# TASK REQUIREMENTS
Reproduce every entry that follows word for word, but omit the images.

*** THE RECORDS ***

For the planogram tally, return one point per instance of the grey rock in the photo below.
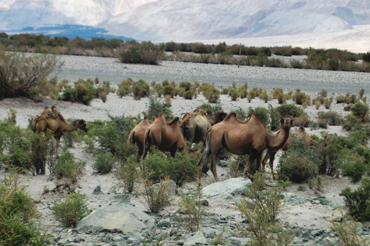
(125, 198)
(124, 218)
(164, 224)
(171, 189)
(97, 191)
(195, 239)
(231, 187)
(222, 163)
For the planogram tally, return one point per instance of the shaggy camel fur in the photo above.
(137, 136)
(241, 138)
(56, 126)
(194, 126)
(218, 117)
(299, 133)
(166, 136)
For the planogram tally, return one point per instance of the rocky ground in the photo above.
(307, 212)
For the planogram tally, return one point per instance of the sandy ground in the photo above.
(304, 215)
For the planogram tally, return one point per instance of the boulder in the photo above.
(233, 187)
(195, 239)
(124, 218)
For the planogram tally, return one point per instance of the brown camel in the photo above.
(299, 133)
(241, 138)
(194, 126)
(218, 117)
(56, 126)
(166, 136)
(137, 136)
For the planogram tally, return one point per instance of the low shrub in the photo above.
(299, 165)
(233, 93)
(212, 94)
(17, 214)
(358, 201)
(156, 107)
(361, 112)
(104, 163)
(290, 110)
(140, 89)
(70, 211)
(128, 174)
(156, 197)
(332, 118)
(68, 167)
(262, 114)
(261, 210)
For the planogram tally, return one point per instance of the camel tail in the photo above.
(131, 138)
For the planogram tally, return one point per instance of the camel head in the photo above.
(81, 124)
(286, 123)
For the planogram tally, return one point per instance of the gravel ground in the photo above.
(310, 81)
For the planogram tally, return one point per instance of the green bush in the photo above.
(156, 107)
(17, 214)
(68, 167)
(233, 94)
(104, 163)
(128, 174)
(358, 201)
(290, 110)
(299, 165)
(140, 89)
(180, 169)
(262, 114)
(332, 118)
(212, 94)
(70, 211)
(361, 112)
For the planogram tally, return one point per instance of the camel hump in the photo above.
(173, 121)
(231, 115)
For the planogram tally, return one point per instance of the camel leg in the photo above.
(215, 160)
(252, 157)
(272, 158)
(140, 152)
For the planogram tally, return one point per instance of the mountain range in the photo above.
(194, 20)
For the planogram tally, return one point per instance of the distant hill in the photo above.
(179, 20)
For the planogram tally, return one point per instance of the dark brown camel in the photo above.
(241, 138)
(166, 136)
(299, 133)
(137, 136)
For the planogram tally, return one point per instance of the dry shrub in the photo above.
(156, 197)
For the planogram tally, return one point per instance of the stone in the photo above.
(125, 198)
(164, 224)
(197, 239)
(123, 218)
(204, 203)
(171, 188)
(231, 187)
(222, 163)
(97, 191)
(334, 219)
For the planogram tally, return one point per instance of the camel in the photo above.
(241, 138)
(299, 133)
(194, 126)
(166, 136)
(218, 117)
(41, 123)
(137, 136)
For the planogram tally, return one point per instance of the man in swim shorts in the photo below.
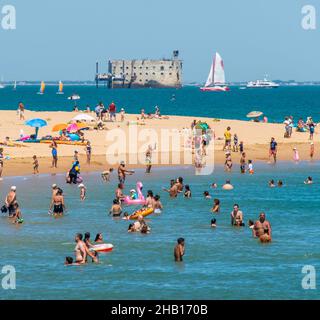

*** End of THE RECORDS ***

# YOUR SOLUTION
For the planogram tally, return one point per instance of the grey rock in the photo below.
(125, 198)
(124, 218)
(164, 224)
(171, 189)
(97, 191)
(195, 239)
(231, 187)
(222, 163)
For the planogram tally, return one point per instance of the shaggy camel fur in the photo above.
(137, 136)
(241, 138)
(56, 126)
(194, 126)
(218, 117)
(299, 133)
(166, 136)
For the planogram tally, return one point per instance of the rocky ground in the photo above.
(307, 212)
For the planogram tally, return one point per instance of the sandy ground in the photo above.
(304, 215)
For the planogram tally, return one point per instance of the boulder in the photo above.
(233, 187)
(195, 239)
(124, 218)
For the planogram tally, return one point per instance of the brown camel in the photo above.
(299, 133)
(241, 138)
(194, 126)
(218, 117)
(56, 126)
(166, 136)
(137, 136)
For the planogram tally, return one point per instance of the low shrub in the photo above.
(299, 165)
(233, 93)
(212, 94)
(17, 214)
(358, 201)
(156, 107)
(361, 112)
(104, 163)
(290, 110)
(140, 89)
(70, 211)
(128, 174)
(156, 197)
(332, 118)
(68, 167)
(262, 114)
(261, 210)
For the planogram tally, return one point per instance of the camel tail in the photo above.
(131, 138)
For the planogram tally, return one point per instance of the camel head in the photo above.
(81, 124)
(286, 123)
For the planogram tally, return one point per instance of the gravel ground in the photo above.
(310, 81)
For the planogram tally, return one point per instance of the green bush in the photo above.
(156, 107)
(17, 214)
(68, 167)
(233, 94)
(104, 163)
(128, 174)
(358, 201)
(290, 110)
(299, 165)
(140, 89)
(180, 169)
(262, 114)
(332, 118)
(212, 94)
(70, 211)
(361, 112)
For the planogram tally, return one point per instance of the camel hump in the photo above.
(173, 121)
(231, 115)
For the planogram tally, return one point per instance of the camel leg in the photo above.
(215, 160)
(252, 157)
(272, 158)
(140, 152)
For the planogram tally, return one point per instance of the mountain range in the photo above.
(194, 20)
For the planogram tally, return one point per instance of the distant hill in the photo above.
(179, 20)
For the planogram tally, return one point per instance of the dark brown camel in the photo above.
(241, 138)
(166, 136)
(299, 133)
(137, 136)
For the planogram tally, return one point per instance of the dry shrub in the photo above.
(156, 197)
For the planogram tally, return one point per instance of the stone in the photo above.
(125, 198)
(164, 224)
(197, 239)
(123, 218)
(204, 203)
(171, 188)
(231, 187)
(222, 163)
(97, 191)
(334, 219)
For the planogram tally, return one point per instance of the camel in the photo above.
(241, 138)
(299, 133)
(194, 126)
(166, 136)
(218, 117)
(41, 123)
(137, 136)
For the planogram tally, return one point per instance of the man in swim shorts in the photo below.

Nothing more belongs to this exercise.